··· Textauszug

Eigentlich hatte ich heute was anderes vor. Eigentlich. Mir brennt die Sicherung durch, ich packe behutsam meine Fotosachen. Alles andere gestaltet sich plan- und kopflos. Mal sehen. Wer kann dem Ring schon widerstehen? Besonders zu den 24 Stunden? Wetter ist sonnig, so verschwindet Verdeck im Kasten.
Nicht wirklich viel Verkehr auf der Autobahn. Einsame Kilometer zu Mark Knopfler und Emmylou Harris aus den Boxen. "All The Roadrunning". Eins dieser ruhigen und stillen Songs, die sich doch absolut passend auf einer fast leeren Autobahn anfühlen. Am liebsten nachts. Und schnell. Später ist es das tanzlaunige "Red Staggerwing", als es von der Autobahn auf die eifeler Landstraßen geht.
Mit zunehmender Nähe zum Ring finden auch die einsamen Kilometer ihr Ende. Dauerstau. Boxster nimmt es gelassen, die Kühlwassertemperatur steigt nur ein wenig und pendelt sich doch im sicheren Bereich ein. Mir dagegen wird es zunehmend zum Kotzen. Ich ahne Schlimmeres, als ich das Auto an der Hohen Acht abstelle. Zeit für eine kleine Eifelwanderung. Die schöne Stille der Eifelwälder lädt geradezu ein. Fast genauso wie als ich klein war. Ohne Plan, ohne Peil, querfeldein. Fast. Damals hieß (ungefähre Übersetzung) die Art Schuhe, die ich heute trage "Stofflinge" und nicht"Canvas Top Sneakers" und waren eher billiges Kinderschuh als Lifestype-Detail. Unser Spielzeug haben wir aus Holz, Draht und Nägeln selber gebastelt und es kostete nichts. Heute trage ich auf dem Rücken schwarzes und weißes Glas-Elektronik-Kunststoff-Metall-Spielzeug von Canon, Tamron, Sigma&Co. Aber irgendwie doch wie in der Kindheit. Unbesorgt und losgelöst. Der Hohen Acht rauf, vorbei am Turm und runter zur Strecke, dann richtung Brünnchen.

······
··· Bereitgestelltes Material

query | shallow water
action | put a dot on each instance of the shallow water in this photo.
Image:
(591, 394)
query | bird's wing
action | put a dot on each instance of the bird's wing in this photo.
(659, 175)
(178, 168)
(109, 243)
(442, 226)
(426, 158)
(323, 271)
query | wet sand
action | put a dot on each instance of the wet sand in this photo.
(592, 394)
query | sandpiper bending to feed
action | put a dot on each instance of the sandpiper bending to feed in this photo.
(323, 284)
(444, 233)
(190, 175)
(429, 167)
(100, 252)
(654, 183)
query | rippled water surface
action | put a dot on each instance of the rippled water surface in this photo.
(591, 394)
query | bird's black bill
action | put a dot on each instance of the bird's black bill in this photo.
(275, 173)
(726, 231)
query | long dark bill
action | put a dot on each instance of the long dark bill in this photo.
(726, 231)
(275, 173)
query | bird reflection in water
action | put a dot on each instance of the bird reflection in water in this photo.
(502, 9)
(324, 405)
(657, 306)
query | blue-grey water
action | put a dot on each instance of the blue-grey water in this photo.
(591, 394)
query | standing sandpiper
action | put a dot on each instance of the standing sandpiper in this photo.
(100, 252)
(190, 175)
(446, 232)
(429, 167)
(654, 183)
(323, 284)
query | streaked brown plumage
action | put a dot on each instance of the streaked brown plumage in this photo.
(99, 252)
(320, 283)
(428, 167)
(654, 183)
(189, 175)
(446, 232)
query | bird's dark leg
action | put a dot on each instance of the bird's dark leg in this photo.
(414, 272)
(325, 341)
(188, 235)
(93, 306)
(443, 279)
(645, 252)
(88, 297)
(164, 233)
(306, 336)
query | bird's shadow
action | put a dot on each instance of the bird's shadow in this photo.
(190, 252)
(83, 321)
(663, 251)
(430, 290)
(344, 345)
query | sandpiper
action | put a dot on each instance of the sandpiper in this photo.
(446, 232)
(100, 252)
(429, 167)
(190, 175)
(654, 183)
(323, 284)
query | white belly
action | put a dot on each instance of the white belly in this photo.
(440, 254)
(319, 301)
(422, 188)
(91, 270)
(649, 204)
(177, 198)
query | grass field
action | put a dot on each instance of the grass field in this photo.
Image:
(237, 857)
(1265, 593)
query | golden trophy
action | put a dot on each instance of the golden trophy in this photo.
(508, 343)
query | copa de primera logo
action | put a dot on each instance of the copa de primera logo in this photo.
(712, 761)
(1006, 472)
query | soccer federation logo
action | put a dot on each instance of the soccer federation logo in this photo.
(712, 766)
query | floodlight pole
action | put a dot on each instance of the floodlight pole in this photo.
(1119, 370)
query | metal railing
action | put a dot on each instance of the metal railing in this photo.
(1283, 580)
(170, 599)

······

*Aufgabe 1:* Gib aus dem Text über die Fahrt zum Ring den Abschnitt wieder, der mit „Nicht wirklich viel“ beginnt und bis einschließlich „eifeler Landstraßen geht.“ reicht.
*Aufgabe 2:*
Prüfe anhand des Textes über die Fahrt zum Ring, ob die folgenden Aussagen zutreffen. Antworte jeweils mit Ja oder Nein und zitiere die entscheidenden Worte aus dem Text.
(a) Auf der Autobahn herrscht kaum Verkehr.
(b) Im Stau steigt die Kühlwassertemperatur des Boxster in einen gefährlichen Bereich.
(c) Das Auto wird an der Hohen Acht abgestellt.
*Aufgabe 3:* Führe den Text über die Fahrt zum Ring im Anschluss an seinen letzten Satz fort.

*Richtige Lösung 1:*
Nicht wirklich viel Verkehr auf der Autobahn. Einsame Kilometer zu Mark Knopfler und Emmylou Harris aus den Boxen. "All The Roadrunning". Eins dieser ruhigen und stillen Songs, die sich doch absolut passend auf einer fast leeren Autobahn anfühlen. Am liebsten nachts. Und schnell. Später ist es das tanzlaunige "Red Staggerwing", als es von der Autobahn auf die eifeler Landstraßen geht.

*Richtige Lösung 2:*
(a) Ja: „Nicht wirklich viel Verkehr auf der Autobahn.“
(b) Nein: „die Kühlwassertemperatur steigt nur ein wenig und pendelt sich doch im sicheren Bereich ein“
(c) Ja: „als ich das Auto an der Hohen Acht abstelle“

*Richtige Lösung 3:*
Die Vorausahnung bestätigt sich. Das Bild, was sich mir präsentiert ist ein Mix aus Schützenfest in Verschlafenheim und der Goldenen Horde auf Amphetamine, die ihre Zelte rund um die Strecke aufgeschlagen haben. Besoffene Proleten um die Mittagszeit, die ihre Zelt- und Wohnwagendekos wohl furchtbar witzig finden. Gut, einmal im Jahr dürfen sie lustig sein. Ist ihr Problem, daß sie die restlichen 364 Tage zum Lachen in den Keller gehen. Jedem Tierchen sein Plaisierchen, das gilt eben auch für zweibeinige Rindviecher der Gattung Homo sapiens recens.
Es gibt Planungsschwierigkeiten. Ich nehm's locker, Problem sehe ich keins, außer das überlastete Mobilfunknetz. Wieder finde ich mich wie in viel jüngeren Jahren an einer Bushaltestelle. Wartend auf dem Bus, von dem man nicht weiß, wann er kommt.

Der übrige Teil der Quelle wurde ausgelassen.